Present the material as a Markdown table, covering everything from the line containing "Search the image for any recessed" down to the line containing "236, 298, 242]]", both ends included. Use a "No." column to number each line and a "Text" column for the line itself, and skip blank lines.

^^^^

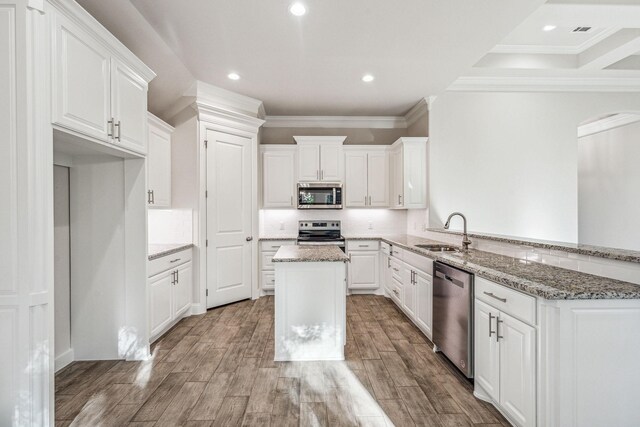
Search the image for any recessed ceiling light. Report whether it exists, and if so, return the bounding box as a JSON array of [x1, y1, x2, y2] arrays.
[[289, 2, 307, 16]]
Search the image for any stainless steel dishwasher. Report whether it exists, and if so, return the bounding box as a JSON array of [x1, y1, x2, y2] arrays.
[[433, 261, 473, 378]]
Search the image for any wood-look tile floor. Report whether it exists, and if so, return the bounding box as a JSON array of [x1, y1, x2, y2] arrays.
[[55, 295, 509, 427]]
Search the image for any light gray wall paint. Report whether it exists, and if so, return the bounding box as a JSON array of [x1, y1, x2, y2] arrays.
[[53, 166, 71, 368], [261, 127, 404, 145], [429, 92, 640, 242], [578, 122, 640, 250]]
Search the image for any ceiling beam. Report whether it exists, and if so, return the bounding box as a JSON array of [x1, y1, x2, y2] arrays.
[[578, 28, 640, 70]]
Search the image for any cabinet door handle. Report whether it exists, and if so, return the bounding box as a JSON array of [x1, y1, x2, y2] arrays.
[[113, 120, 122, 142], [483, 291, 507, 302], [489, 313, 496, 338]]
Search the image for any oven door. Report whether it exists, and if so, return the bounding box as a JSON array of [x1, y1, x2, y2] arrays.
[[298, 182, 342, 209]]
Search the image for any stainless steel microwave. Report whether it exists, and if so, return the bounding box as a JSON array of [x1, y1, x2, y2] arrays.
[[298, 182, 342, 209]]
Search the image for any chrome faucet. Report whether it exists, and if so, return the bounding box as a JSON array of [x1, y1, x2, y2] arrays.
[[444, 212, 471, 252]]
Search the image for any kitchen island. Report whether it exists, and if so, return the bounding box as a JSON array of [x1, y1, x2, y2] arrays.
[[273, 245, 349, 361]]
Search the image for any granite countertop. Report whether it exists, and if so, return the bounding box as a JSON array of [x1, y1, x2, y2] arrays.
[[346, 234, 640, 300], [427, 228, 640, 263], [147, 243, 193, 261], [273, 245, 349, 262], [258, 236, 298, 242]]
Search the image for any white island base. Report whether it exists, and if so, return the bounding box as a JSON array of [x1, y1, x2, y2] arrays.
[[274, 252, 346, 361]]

^^^^

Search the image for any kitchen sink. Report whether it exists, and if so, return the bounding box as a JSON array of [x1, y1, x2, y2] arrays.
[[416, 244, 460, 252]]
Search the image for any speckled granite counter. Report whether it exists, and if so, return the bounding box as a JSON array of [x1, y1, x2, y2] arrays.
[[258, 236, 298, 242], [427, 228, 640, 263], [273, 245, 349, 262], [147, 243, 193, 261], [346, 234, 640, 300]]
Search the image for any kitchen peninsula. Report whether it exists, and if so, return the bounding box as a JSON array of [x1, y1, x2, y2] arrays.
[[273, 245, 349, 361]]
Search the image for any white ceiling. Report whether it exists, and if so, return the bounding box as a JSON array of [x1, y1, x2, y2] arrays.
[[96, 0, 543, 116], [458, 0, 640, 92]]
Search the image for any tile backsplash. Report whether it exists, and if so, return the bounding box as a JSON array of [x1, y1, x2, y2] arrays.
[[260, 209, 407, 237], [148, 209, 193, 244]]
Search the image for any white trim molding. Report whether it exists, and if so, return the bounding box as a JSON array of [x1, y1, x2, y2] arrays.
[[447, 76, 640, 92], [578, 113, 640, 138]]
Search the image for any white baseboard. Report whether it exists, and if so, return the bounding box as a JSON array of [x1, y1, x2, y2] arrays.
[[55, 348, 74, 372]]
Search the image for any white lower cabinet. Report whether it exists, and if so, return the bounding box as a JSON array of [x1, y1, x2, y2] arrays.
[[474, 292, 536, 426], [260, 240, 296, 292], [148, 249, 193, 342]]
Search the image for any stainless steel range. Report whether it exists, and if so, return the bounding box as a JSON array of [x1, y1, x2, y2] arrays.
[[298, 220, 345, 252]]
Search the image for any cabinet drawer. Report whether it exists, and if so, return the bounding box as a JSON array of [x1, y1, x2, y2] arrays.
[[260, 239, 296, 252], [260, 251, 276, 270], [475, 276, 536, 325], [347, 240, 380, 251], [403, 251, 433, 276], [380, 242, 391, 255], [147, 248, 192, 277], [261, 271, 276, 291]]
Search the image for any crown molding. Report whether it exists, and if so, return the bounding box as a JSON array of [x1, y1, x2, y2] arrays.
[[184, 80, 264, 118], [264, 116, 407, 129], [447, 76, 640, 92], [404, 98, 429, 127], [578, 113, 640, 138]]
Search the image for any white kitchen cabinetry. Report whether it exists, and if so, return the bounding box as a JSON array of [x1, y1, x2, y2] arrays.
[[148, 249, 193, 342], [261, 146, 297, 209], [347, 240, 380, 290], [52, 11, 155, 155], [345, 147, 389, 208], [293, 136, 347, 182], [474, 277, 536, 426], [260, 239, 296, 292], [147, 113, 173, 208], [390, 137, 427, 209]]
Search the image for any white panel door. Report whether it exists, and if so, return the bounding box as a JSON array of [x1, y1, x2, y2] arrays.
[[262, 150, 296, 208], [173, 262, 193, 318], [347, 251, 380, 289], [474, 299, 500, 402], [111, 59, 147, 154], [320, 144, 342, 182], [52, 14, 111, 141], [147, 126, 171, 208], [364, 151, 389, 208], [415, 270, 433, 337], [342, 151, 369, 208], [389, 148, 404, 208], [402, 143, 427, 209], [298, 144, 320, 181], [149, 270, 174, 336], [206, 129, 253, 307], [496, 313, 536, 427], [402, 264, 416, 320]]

^^^^

__RESULT__.
| No. | Text |
|---|---|
| 1 | Search the image for any recessed ceiling light. Report whether it exists, and if so, return the bounding box as a JSON array of [x1, y1, x2, y2] arrays. |
| 2 | [[289, 2, 307, 16]] |
| 3 | Search the image for any stainless steel dishwasher. Report whether it exists, and if so, return the bounding box as a JSON array of [x1, y1, x2, y2] arrays. |
| 4 | [[433, 261, 473, 378]] |
| 5 | Search the image for any wood-look tile floor. Report whether it exists, and if so, return the bounding box as a JSON array of [x1, y1, x2, y2] arrays. |
| 6 | [[55, 295, 509, 427]] |
| 7 | Search the image for any light gray wall paint. Report whether it exists, and if so, return the bounding box as a JSON array of [x1, y1, x2, y2] arrays. |
| 8 | [[53, 166, 71, 368], [261, 127, 404, 145], [429, 92, 640, 242], [578, 122, 640, 250]] |
| 9 | Search the image for any ceiling beam. Report whether it exists, and if so, return the bounding box as a JSON array of [x1, y1, x2, y2] arrays. |
| 10 | [[578, 28, 640, 70]] |
| 11 | Search the image for any cabinet door handle. Report whether it exists, and if so, return the bounding box as a JSON array of [x1, y1, x2, y2] arrays. |
| 12 | [[113, 120, 122, 142], [483, 291, 507, 302], [489, 313, 496, 338]] |
| 13 | Search the image for any oven door. Report whether it exists, and if so, return the bounding box as a JSON array of [x1, y1, x2, y2] arrays. |
| 14 | [[298, 182, 342, 209]] |
| 15 | Search the image for any stainless steel microwave. Report whether it exists, and if so, return the bounding box as a JSON array of [x1, y1, x2, y2] arrays. |
| 16 | [[298, 182, 342, 209]] |
| 17 | Search the image for any chrome faucet. Report whether it exists, and if so, return the bounding box as a JSON array of [x1, y1, x2, y2] arrays. |
| 18 | [[444, 212, 471, 252]] |
| 19 | Search the image for any kitchen island. Report whether it exists, and if so, return the bounding box as a JSON array of [x1, y1, x2, y2] arrays. |
| 20 | [[273, 245, 349, 361]] |
| 21 | Search the image for any granite countertop. Report whether it exists, and if so, return the bounding box as a JSON array of [x1, y1, x2, y2] arrays. |
| 22 | [[346, 234, 640, 300], [427, 228, 640, 263], [147, 243, 193, 261], [273, 245, 349, 262], [258, 236, 298, 242]] |